* _Input for this task_

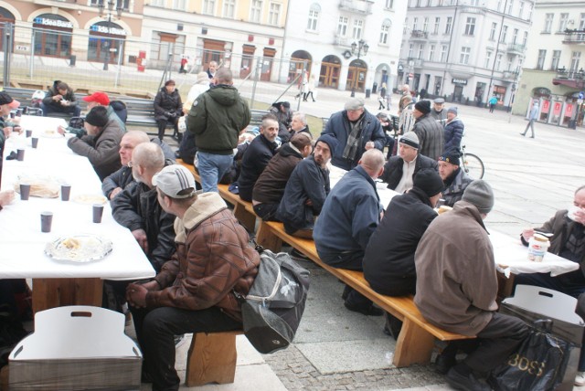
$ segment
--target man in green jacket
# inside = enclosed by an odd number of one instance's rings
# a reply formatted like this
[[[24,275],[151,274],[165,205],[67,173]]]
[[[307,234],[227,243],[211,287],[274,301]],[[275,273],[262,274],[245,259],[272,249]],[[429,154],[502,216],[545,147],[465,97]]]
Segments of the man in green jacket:
[[[186,119],[187,129],[195,133],[204,192],[218,191],[218,182],[231,167],[238,137],[251,115],[232,85],[229,69],[218,69],[212,80],[214,86],[197,97]]]

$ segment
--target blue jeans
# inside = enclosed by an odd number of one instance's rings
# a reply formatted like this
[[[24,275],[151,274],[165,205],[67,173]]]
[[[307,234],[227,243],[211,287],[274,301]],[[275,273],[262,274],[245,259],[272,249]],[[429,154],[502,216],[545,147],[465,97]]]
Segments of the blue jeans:
[[[232,154],[214,154],[198,152],[197,169],[201,176],[201,187],[205,193],[218,192],[218,183],[231,168]]]

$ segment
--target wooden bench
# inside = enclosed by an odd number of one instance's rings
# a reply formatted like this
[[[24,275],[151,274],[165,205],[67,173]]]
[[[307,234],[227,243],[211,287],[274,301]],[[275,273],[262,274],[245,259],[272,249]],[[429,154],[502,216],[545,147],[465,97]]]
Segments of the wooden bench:
[[[403,322],[394,352],[393,364],[397,367],[413,364],[427,364],[434,348],[434,338],[441,341],[455,341],[469,337],[446,332],[429,323],[414,304],[413,297],[390,297],[374,291],[364,279],[364,273],[345,269],[335,269],[323,262],[317,254],[314,241],[292,237],[284,231],[282,223],[261,220],[256,241],[264,248],[274,252],[281,249],[282,241],[307,256],[329,273],[351,286],[371,300],[382,310],[390,312]]]

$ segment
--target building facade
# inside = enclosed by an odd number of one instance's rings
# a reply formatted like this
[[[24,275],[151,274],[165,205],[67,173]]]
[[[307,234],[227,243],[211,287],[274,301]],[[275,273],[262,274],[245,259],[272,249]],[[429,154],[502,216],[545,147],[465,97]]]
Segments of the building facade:
[[[585,2],[538,1],[512,112],[526,115],[536,100],[537,121],[582,126],[584,44]]]
[[[292,82],[304,69],[309,82],[323,88],[367,92],[386,83],[389,89],[405,15],[401,1],[295,1],[283,48],[290,65],[279,81]]]
[[[510,107],[525,59],[533,0],[410,0],[399,80],[428,96]]]

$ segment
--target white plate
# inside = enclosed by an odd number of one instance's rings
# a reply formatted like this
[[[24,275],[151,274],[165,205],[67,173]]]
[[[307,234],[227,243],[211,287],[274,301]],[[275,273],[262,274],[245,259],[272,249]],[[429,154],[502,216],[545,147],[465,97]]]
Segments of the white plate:
[[[45,254],[57,260],[84,263],[101,259],[110,254],[112,249],[110,239],[80,234],[62,237],[47,243]]]

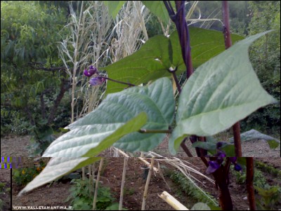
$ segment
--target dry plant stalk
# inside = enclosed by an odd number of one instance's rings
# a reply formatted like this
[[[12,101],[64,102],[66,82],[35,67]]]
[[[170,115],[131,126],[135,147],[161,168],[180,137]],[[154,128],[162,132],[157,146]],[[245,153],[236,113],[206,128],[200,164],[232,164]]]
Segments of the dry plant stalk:
[[[124,165],[123,165],[123,174],[122,181],[121,182],[121,191],[120,191],[120,200],[119,203],[119,210],[122,210],[123,205],[123,196],[124,196],[124,187],[125,186],[125,177],[126,177],[126,170],[127,166],[128,158],[124,158]]]
[[[96,61],[95,64],[98,65],[100,57],[106,52],[107,49],[104,49],[103,44],[106,43],[105,40],[112,20],[103,4],[98,1],[82,1],[79,17],[71,4],[70,9],[71,19],[65,27],[71,30],[71,34],[63,38],[64,40],[60,42],[58,49],[60,57],[64,65],[67,67],[67,73],[72,85],[71,92],[72,123],[74,118],[92,111],[98,100],[99,88],[90,88],[88,90],[89,88],[88,81],[82,76],[82,73],[84,69],[87,68],[89,64],[93,64],[93,61]],[[81,88],[77,89],[77,85],[80,81]],[[77,107],[77,114],[74,115],[74,107],[79,98],[83,98],[86,102],[83,108]]]
[[[96,182],[95,195],[93,196],[93,210],[96,210],[96,199],[97,199],[97,196],[98,196],[98,183],[100,182],[100,172],[103,168],[103,159],[104,159],[104,158],[101,158],[100,161],[100,166],[98,168],[98,177],[97,177],[97,180]]]
[[[148,178],[146,179],[146,183],[145,183],[145,191],[143,192],[143,203],[141,205],[141,210],[145,210],[145,202],[146,202],[146,198],[148,198],[148,185],[149,185],[149,183],[150,181],[151,174],[152,172],[154,159],[155,159],[155,157],[152,157],[151,158],[150,168],[148,172]]]
[[[158,195],[162,199],[166,202],[176,210],[189,210],[185,205],[177,200],[173,196],[170,195],[166,191],[163,191],[161,195]]]

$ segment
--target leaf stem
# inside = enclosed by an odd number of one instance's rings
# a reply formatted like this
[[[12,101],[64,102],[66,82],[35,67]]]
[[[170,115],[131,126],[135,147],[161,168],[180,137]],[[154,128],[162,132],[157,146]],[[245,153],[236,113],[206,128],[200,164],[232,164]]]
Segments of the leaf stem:
[[[229,24],[229,8],[228,1],[223,1],[223,22],[224,44],[226,49],[228,49],[231,46],[230,29]],[[242,157],[240,124],[239,121],[233,125],[233,131],[235,156]]]
[[[107,80],[110,80],[110,81],[116,82],[116,83],[129,85],[129,86],[136,86],[136,85],[132,84],[132,83],[130,83],[122,82],[122,81],[119,81],[111,79],[110,79],[110,78],[107,78],[107,77],[104,77],[104,76],[100,76],[100,77],[102,77],[102,78],[103,78],[103,79],[107,79]]]
[[[171,72],[171,73],[172,74],[173,78],[175,80],[176,88],[178,89],[178,94],[181,94],[181,85],[178,82],[178,78],[176,77],[176,71]]]
[[[171,133],[173,130],[147,130],[141,128],[138,132],[141,133]]]

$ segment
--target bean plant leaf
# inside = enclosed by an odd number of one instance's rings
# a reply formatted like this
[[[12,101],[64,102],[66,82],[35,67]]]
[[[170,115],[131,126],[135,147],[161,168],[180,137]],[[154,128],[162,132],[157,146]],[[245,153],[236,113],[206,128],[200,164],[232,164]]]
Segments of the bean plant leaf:
[[[199,202],[193,205],[190,210],[211,210],[207,204]]]
[[[193,67],[197,67],[224,50],[221,32],[200,28],[190,28]],[[243,39],[231,35],[233,42]],[[185,71],[178,32],[167,38],[157,35],[150,39],[138,51],[103,68],[108,76],[117,81],[139,85],[163,76],[169,76],[168,70],[177,69],[179,74]],[[107,81],[107,93],[122,90],[127,86]]]
[[[163,1],[141,1],[141,2],[151,13],[160,18],[164,24],[168,25],[170,17]]]
[[[175,110],[171,83],[160,79],[147,87],[133,87],[110,94],[100,106],[67,128],[70,131],[46,150],[47,157],[93,156],[112,146],[128,151],[151,149],[163,134],[141,134],[146,129],[168,129]],[[148,123],[145,124],[145,123]]]
[[[228,129],[257,109],[277,101],[261,86],[249,46],[270,31],[249,36],[201,65],[184,86],[177,126],[169,141],[173,154],[187,135],[209,136]]]
[[[241,133],[242,142],[246,142],[254,139],[263,139],[267,141],[270,149],[275,149],[280,144],[280,141],[279,141],[277,139],[273,137],[270,135],[261,133],[254,129]],[[231,142],[234,142],[233,137],[230,138],[229,140]]]
[[[136,87],[122,92],[124,97],[137,95],[138,104],[148,114],[148,123],[143,128],[148,130],[168,130],[175,112],[175,101],[171,81],[162,78],[147,87]],[[141,100],[140,100],[141,99]],[[145,102],[143,104],[143,102]],[[129,151],[148,151],[157,147],[165,137],[164,133],[128,134],[113,146]]]
[[[103,1],[103,4],[108,8],[108,12],[113,19],[116,18],[126,1]]]
[[[100,160],[93,158],[52,158],[42,172],[18,193],[19,196]]]

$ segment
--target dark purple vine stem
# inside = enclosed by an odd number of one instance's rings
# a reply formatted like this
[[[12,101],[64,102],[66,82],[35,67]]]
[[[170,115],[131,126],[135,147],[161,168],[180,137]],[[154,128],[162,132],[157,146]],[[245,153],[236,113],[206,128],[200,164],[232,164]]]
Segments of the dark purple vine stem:
[[[166,6],[170,18],[175,23],[176,29],[178,31],[183,59],[186,67],[186,78],[187,79],[188,79],[191,74],[193,73],[193,67],[191,60],[191,48],[190,43],[189,30],[188,24],[185,21],[185,1],[175,1],[175,2],[177,11],[176,13],[175,13],[175,12],[174,11],[173,7],[171,6],[170,1],[164,1],[164,4]],[[179,86],[179,83],[175,73],[173,74],[173,76],[177,85],[178,91],[180,93],[181,86]],[[192,135],[190,139],[191,142],[195,142],[197,140],[197,138],[198,137],[196,135]],[[202,139],[204,139],[204,138],[202,137]],[[181,146],[183,147],[183,144],[184,142],[183,142]],[[207,151],[205,150],[199,150],[197,149],[196,153],[197,154],[197,156],[200,157],[207,155]],[[188,155],[190,155],[190,154],[188,154]]]

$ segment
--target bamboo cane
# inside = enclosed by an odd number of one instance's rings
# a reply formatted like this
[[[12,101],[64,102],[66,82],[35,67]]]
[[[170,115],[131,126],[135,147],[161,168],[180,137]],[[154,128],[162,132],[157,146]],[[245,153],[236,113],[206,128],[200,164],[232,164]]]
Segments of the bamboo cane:
[[[166,191],[163,191],[161,195],[158,195],[162,199],[166,202],[176,210],[189,210],[185,205],[177,200],[173,196],[170,195]]]
[[[151,173],[152,173],[152,169],[153,169],[154,159],[155,159],[155,157],[152,157],[151,159],[150,168],[150,170],[148,172],[148,179],[146,179],[145,191],[143,192],[143,203],[141,205],[141,210],[145,210],[145,202],[146,202],[146,198],[148,198],[148,185],[149,185],[149,182],[150,181]]]
[[[97,199],[97,196],[98,196],[98,182],[100,182],[100,172],[101,172],[101,169],[103,168],[103,159],[104,159],[104,158],[102,158],[100,159],[100,166],[98,168],[98,177],[97,177],[97,180],[96,182],[95,195],[93,196],[93,210],[96,210],[96,199]]]
[[[129,157],[126,153],[124,153],[123,151],[118,149],[119,153],[122,154],[124,157]],[[140,159],[141,161],[145,163],[146,165],[148,167],[150,167],[150,163],[149,163],[148,161],[146,161],[144,158],[138,157],[138,159]],[[153,167],[153,170],[155,172],[155,173],[159,172],[159,170],[156,167]]]
[[[146,161],[144,158],[140,158],[140,157],[138,157],[138,159],[140,159],[141,161],[143,161],[143,163],[145,163],[145,165],[148,165],[148,167],[151,167],[151,165],[152,164],[150,164],[150,163],[149,163],[148,161]],[[154,160],[154,157],[152,157],[152,159]],[[151,162],[151,163],[152,163],[152,162]],[[155,173],[158,173],[158,172],[159,172],[159,170],[156,168],[156,167],[153,167],[153,170],[155,172]]]
[[[124,186],[125,185],[125,177],[126,177],[126,170],[127,162],[128,162],[128,158],[126,158],[126,157],[124,158],[122,182],[121,182],[120,200],[119,203],[119,210],[122,210]]]

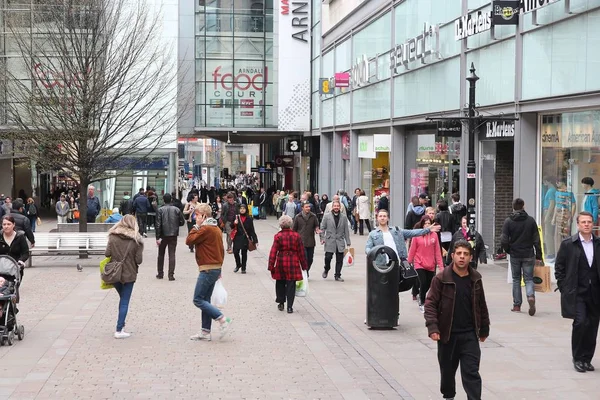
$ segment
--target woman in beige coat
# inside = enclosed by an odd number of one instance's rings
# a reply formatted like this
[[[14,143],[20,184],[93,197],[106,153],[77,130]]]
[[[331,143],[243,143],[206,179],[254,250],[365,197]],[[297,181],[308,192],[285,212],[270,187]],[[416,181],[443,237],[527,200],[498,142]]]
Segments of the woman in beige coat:
[[[133,215],[127,214],[108,231],[108,246],[104,255],[111,258],[111,262],[122,262],[121,282],[114,284],[119,293],[119,317],[115,339],[125,339],[131,336],[123,330],[125,318],[129,310],[129,299],[133,291],[133,284],[137,279],[139,265],[142,263],[144,242],[140,236],[137,221]]]

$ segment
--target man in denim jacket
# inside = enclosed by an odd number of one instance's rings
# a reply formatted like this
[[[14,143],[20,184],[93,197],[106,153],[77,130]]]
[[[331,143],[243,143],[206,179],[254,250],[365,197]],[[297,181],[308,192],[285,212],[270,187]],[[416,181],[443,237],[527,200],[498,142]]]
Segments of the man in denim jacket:
[[[440,226],[436,224],[426,229],[401,229],[397,226],[390,228],[390,226],[388,226],[389,214],[387,210],[379,210],[377,213],[377,222],[379,226],[369,233],[365,252],[369,254],[373,247],[385,245],[394,249],[400,260],[406,260],[408,258],[408,251],[406,250],[406,244],[404,243],[406,239],[423,236],[429,232],[440,231]],[[385,255],[380,254],[377,256],[377,258],[380,257],[385,257]],[[385,263],[385,260],[376,261],[381,264]]]

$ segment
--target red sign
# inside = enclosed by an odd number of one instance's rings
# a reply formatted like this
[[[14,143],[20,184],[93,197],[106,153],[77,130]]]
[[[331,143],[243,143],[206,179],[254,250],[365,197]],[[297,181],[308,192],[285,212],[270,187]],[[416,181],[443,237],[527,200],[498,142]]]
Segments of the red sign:
[[[220,69],[219,66],[212,73],[215,90],[218,89],[219,84],[225,90],[233,90],[234,88],[239,90],[262,90],[267,86],[267,67],[265,67],[264,74],[262,68],[242,68],[237,75],[229,72],[221,75]]]
[[[350,87],[350,74],[348,72],[336,72],[335,87]]]

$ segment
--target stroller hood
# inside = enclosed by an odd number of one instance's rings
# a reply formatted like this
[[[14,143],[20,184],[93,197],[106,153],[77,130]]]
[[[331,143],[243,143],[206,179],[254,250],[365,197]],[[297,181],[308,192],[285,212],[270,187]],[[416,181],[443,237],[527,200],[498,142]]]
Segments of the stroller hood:
[[[10,275],[19,279],[19,264],[10,256],[0,256],[0,275]]]

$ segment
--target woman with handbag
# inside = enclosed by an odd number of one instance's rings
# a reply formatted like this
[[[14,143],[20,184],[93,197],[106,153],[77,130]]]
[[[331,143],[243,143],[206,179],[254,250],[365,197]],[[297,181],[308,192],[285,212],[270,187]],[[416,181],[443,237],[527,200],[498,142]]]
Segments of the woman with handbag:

* _Brief_
Identify each line above that contains the word "woman", and copy every such line.

* _Output below_
--target woman in beige coat
Segments of the woman in beige coat:
--target woman with handbag
Segments of the woman with handbag:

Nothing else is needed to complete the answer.